#### [Texte de lecture]
::::::::::
Le Figaro – Jeudi 1er décembre 1859

(…) J’arrive le dernier au rendez-vous de chasse à la biche de madame Geneviève de Brabant.
Le théâtre des Bouffes-Parisiens a donné, la semaine dernière, la parodie musicale à grand spectacle qu’il répétait et qu’il annonçait depuis près de deux mois. Les habitués de la petite salle Choiseul ont pris goût à ces sortes de travestissements scéniques d’une époque mythologique ou légendaire. On n’a point oublié que deux cents représentations consécutives d’Orphée furent impuissantes à assouvir la curiosité d’un auditoire qui, semblable au phénix, renaissait le lendemain de son enthousiasme de la veille. Ce fut à un point que le théâtre dut se lasser avant le public et que, ne pouvant épuiser le succès d’Orphée, il se décida à l’interrompre.

Les bouffonneries musicales qui composent le répertoire classique des Bouffes ne rentrent dans aucun genre connu et défini au théâtre jusqu’ici. L’imprévu, en ce qui concerne le dialogue, y joue le plus grand rôle. Après avoir assisté à une pièce qui a réussi le premier soir, si vous êtes tenté de la revoir à la quinzième représentation et si l’acteur Léonce en est le héros, vous êtes à peu près certain d’écouter une folie inédite, à la musique près, et encore ! Il faut qu’un auteur en prenne son parti et accepte sans mot dire la collaboration fantaisiste de l’acteur devenu le favori d’un public qui se soucie moins d’être respecté que d’être amusé. Lorsque l’auteur a pour son propre compte de l’esprit, et du plus fin, ces étranges audaces de l’interprète, dont la salle est le complice, ne sont pas sans inconvénient : la saillie de bon goût aura tort devant le lazzi insensé ; mais que faire à cela ? Un théâtre ne doit pas se piquer d’être plus raisonnable ni plus lettré que les spectateurs qui le font vivre. Les vieux maîtres qui écrivaient, à la fin du dernier siècle et au commencement de celui-ci, de la musique bouffe en Italie, étaient bien condamnés à un autre supplice. C’est au milieu des éclats de rire de l’auditoire que s’exécutaient les meilleurs morceaux de leurs partitions, morceaux d’autant plus appréciés, applaudis d’autant plus, que, dans ce délire bruyant qu’ils excitaient, les plus ravissantes mélodie défilaient sans être ni entendues ni parfois écoutées. Ces maîtres s’appelaient pourtant Cimarosa, Paisiello, Guglielmi, Anfossi, Générali, etc.

Si j’avais un reproche à faire à MM. Jaime fils et Tréfeu, les auteurs de Geneviève de Brabant, ce serait peut-être de s’être trop complètement effacés, et pour remplir le cadre qu’ils s’étaient donné, d’avoir trop complaisamment passé parole à Léonce et à ses compères. Ils ont compté sur les splendeurs de la mise en scène, sur la vivacité de la musique, sur l’entrain de leurs interprètes, et ils ont eu raison d’y compter ; mais cela ne devait pas les empêcher de faire leur devoir. Si un canevas suffit aux Bouffes-Parisiens, encore faut-il que ce canevas soit bien taillé, et, à partir du second acte de Geneviève, on a dû remettre sur le métier celui de M. Jaime fils et Tréfeu.
::::::::::
#### [Lignes enregistrées]
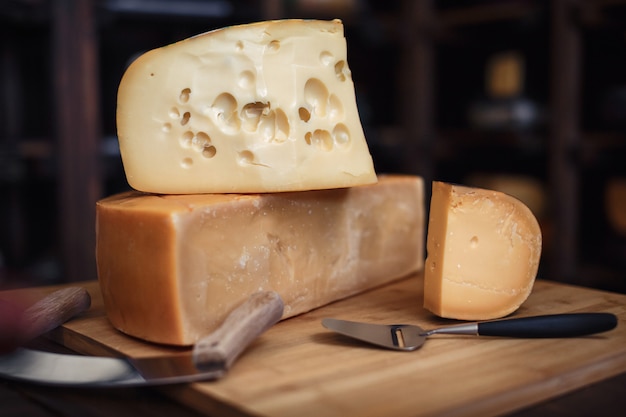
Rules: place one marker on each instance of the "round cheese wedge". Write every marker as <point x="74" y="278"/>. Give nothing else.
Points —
<point x="483" y="250"/>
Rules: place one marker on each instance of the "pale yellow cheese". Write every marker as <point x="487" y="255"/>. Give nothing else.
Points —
<point x="172" y="266"/>
<point x="263" y="107"/>
<point x="483" y="252"/>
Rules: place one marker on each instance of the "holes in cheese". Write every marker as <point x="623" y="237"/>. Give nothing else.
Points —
<point x="171" y="267"/>
<point x="280" y="91"/>
<point x="483" y="251"/>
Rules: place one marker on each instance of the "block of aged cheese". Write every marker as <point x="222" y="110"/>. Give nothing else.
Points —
<point x="483" y="251"/>
<point x="171" y="267"/>
<point x="263" y="107"/>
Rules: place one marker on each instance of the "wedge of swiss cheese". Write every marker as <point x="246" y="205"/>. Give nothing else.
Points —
<point x="263" y="107"/>
<point x="483" y="252"/>
<point x="171" y="267"/>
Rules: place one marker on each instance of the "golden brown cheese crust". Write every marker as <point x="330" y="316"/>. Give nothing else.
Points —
<point x="171" y="267"/>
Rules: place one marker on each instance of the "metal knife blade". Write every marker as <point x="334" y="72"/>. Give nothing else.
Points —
<point x="210" y="358"/>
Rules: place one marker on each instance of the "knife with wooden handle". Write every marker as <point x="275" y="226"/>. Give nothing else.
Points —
<point x="210" y="358"/>
<point x="20" y="324"/>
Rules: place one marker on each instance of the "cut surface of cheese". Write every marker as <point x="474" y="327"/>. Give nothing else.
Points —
<point x="263" y="107"/>
<point x="483" y="253"/>
<point x="171" y="267"/>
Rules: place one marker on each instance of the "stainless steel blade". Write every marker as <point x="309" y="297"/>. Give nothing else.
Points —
<point x="56" y="369"/>
<point x="210" y="357"/>
<point x="410" y="337"/>
<point x="399" y="336"/>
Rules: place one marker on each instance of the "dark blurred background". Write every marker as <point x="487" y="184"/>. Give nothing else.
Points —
<point x="528" y="97"/>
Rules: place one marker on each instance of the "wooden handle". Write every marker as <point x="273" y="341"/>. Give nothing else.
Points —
<point x="53" y="310"/>
<point x="244" y="324"/>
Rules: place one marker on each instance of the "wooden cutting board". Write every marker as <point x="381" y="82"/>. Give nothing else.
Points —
<point x="298" y="368"/>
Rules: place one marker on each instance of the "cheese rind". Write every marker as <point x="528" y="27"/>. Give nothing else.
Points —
<point x="263" y="107"/>
<point x="171" y="267"/>
<point x="483" y="252"/>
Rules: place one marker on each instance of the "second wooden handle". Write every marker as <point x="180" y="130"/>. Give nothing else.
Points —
<point x="244" y="324"/>
<point x="53" y="310"/>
::::::::::
#### [Série de tâches]
a – Dans le texte, relevez tous les noms des vieux maîtres italiens de la musique bouffe.
b – Extrayez du texte le passage qui va de « Le Figaro – » à « décida à l’interrompre. ».
Appuyez-vous seulement sur le texte pour répondre.

#### [Réponses aux tâches]
a – Cimarosa, Paisiello, Guglielmi, Anfossi, Générali

b –
Le Figaro – Jeudi 1er décembre 1859

(…) J’arrive le dernier au rendez-vous de chasse à la biche de madame Geneviève de Brabant.
Le théâtre des Bouffes-Parisiens a donné, la semaine dernière, la parodie musicale à grand spectacle qu’il répétait et qu’il annonçait depuis près de deux mois. Les habitués de la petite salle Choiseul ont pris goût à ces sortes de travestissements scéniques d’une époque mythologique ou légendaire. On n’a point oublié que deux cents représentations consécutives d’Orphée furent impuissantes à assouvir la curiosité d’un auditoire qui, semblable au phénix, renaissait le lendemain de son enthousiasme de la veille. Ce fut à un point que le théâtre dut se lasser avant le public et que, ne pouvant épuiser le succès d’Orphée, il se décida à l’interrompre.